- [SHORT EXERCISE]
Copy out the items below word for word, starting with the first line and going on through the line with "[148,220,163,256]", both lines included.

— BEGIN INFORMATION PROVIDED —

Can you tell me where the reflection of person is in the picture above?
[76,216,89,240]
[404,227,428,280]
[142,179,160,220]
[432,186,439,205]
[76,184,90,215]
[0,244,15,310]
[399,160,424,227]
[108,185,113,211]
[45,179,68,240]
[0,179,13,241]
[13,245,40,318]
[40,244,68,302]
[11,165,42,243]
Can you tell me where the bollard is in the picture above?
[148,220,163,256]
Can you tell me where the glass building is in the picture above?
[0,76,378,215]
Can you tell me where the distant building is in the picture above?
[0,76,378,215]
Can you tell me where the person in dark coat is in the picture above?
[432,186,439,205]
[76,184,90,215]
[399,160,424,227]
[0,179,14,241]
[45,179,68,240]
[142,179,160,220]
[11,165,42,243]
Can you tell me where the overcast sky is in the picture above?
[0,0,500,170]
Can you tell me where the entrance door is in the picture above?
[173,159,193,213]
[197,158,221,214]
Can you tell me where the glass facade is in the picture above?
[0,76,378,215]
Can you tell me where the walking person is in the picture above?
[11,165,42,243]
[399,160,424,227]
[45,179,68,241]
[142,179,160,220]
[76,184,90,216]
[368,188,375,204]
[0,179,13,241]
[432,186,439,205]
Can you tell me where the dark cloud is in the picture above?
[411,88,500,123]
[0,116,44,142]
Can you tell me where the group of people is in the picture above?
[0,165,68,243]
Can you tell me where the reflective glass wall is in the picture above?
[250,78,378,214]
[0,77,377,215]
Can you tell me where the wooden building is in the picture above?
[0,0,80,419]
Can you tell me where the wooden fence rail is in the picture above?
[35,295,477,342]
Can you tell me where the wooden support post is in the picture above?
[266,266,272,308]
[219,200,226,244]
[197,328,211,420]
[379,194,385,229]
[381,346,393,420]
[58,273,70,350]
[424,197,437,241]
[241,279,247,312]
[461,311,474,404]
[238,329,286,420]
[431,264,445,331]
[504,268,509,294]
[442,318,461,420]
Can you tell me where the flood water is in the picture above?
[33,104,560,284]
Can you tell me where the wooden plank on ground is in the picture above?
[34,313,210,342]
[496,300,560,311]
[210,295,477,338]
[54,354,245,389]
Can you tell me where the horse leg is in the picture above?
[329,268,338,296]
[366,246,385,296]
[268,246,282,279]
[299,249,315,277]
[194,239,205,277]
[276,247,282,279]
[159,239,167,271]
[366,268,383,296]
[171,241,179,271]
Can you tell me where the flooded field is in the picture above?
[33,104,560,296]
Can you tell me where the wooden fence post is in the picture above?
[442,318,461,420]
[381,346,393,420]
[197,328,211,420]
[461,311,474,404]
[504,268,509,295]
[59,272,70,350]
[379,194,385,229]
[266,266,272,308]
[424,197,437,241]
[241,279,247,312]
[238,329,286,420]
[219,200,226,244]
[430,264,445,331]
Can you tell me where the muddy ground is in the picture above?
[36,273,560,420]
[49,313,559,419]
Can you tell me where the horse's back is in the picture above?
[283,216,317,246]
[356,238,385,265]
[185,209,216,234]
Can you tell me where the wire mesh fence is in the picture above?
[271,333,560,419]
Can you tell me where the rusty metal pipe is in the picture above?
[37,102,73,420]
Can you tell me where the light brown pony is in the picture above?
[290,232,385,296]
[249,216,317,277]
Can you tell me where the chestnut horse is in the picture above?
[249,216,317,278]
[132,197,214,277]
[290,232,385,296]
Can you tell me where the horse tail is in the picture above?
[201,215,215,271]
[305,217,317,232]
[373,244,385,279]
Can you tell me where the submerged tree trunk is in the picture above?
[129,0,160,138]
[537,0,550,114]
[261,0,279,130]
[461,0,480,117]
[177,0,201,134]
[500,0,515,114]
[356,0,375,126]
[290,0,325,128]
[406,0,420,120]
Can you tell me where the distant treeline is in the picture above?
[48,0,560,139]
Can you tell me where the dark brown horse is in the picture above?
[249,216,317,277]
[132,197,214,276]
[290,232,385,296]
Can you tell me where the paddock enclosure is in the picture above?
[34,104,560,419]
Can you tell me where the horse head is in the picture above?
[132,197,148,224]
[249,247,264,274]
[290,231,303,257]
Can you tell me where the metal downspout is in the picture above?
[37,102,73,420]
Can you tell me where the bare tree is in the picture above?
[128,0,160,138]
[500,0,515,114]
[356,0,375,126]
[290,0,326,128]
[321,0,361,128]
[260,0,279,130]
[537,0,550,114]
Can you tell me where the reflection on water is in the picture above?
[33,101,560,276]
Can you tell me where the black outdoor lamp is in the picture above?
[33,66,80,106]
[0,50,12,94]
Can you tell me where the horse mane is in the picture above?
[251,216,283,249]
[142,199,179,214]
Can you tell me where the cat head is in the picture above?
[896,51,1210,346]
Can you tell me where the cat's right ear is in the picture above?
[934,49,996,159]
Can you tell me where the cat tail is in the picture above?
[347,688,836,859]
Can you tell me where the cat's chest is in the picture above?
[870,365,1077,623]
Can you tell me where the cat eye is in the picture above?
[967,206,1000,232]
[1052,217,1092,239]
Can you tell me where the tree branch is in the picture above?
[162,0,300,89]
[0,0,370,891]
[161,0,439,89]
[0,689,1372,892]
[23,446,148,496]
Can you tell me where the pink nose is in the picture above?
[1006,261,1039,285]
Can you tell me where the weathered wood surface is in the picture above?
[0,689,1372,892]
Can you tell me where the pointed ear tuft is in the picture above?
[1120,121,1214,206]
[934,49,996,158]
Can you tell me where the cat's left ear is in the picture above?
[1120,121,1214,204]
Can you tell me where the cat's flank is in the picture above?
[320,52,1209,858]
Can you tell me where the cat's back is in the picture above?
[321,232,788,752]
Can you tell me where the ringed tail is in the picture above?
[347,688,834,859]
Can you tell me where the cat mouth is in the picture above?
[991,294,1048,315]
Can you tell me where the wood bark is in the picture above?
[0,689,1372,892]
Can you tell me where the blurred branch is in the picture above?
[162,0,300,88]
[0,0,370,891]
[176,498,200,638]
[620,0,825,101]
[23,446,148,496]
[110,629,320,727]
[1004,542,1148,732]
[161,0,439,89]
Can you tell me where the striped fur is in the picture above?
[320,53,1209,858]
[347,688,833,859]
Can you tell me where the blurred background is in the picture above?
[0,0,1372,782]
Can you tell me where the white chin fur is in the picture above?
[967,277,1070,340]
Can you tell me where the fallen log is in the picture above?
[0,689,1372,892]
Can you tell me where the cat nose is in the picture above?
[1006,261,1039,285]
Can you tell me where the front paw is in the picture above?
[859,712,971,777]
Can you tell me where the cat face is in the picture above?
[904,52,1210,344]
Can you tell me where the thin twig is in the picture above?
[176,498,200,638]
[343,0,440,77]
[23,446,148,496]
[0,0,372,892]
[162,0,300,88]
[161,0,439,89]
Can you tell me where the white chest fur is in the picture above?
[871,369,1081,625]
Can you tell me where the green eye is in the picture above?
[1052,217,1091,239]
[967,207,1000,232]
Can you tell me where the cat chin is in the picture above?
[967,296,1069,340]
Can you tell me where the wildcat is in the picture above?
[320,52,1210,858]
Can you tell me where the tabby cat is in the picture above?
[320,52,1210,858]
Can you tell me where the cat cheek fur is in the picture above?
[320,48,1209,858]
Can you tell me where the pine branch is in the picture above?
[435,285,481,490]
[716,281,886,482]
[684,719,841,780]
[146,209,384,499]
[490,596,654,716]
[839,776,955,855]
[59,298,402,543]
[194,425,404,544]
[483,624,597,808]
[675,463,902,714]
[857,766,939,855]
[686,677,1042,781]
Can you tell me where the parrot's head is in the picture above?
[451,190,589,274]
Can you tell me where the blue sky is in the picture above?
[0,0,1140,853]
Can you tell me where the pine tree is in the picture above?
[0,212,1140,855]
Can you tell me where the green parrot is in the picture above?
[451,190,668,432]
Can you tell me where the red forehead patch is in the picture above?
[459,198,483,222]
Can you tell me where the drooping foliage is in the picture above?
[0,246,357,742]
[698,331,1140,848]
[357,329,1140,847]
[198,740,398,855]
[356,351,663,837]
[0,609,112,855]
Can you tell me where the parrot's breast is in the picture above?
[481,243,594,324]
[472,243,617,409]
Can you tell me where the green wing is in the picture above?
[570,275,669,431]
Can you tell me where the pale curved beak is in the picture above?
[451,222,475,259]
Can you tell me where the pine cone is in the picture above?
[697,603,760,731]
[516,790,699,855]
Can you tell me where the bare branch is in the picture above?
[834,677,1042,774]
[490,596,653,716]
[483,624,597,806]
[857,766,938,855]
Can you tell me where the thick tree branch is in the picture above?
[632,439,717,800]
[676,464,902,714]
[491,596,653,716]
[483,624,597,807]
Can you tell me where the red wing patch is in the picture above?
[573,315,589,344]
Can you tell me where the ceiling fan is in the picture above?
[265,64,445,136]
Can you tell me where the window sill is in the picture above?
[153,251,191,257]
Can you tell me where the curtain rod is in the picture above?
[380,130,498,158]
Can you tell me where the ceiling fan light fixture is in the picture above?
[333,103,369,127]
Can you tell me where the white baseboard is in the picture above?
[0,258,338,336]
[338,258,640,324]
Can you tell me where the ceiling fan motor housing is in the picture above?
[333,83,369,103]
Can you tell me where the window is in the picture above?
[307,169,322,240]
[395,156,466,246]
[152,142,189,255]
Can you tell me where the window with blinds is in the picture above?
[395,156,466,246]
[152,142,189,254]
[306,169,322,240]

— END INFORMATION PROVIDED —

- [IN RESPONSE]
Can you tell me where the reflection of person is in the picture above?
[76,216,89,240]
[404,227,428,280]
[142,179,160,220]
[432,186,439,205]
[76,184,90,215]
[0,244,15,310]
[399,160,424,227]
[108,185,113,211]
[45,179,68,240]
[0,179,13,241]
[13,245,40,318]
[40,244,68,302]
[11,165,42,243]
Can you tell me where the bollard is in the picture above?
[148,220,163,256]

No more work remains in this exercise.